Stored entries:
* * * * * * * * *

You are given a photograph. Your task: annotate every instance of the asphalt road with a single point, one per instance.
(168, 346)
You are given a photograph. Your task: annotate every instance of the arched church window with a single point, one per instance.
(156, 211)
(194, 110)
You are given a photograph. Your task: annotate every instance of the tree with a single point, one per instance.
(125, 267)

* * * * * * * * *

Repeat all of the data above word for word, with nothing changed or left out.

You are given a photograph. Your task: annotate every instance of the asphalt road with a single point, one per instance.
(168, 346)
You are given a photograph. Your task: annotate every instance of the arched church window with a single point, one per instance.
(156, 211)
(194, 110)
You are given a photograph. Your task: annotate every instance of the tree with a single point, one per instance.
(125, 267)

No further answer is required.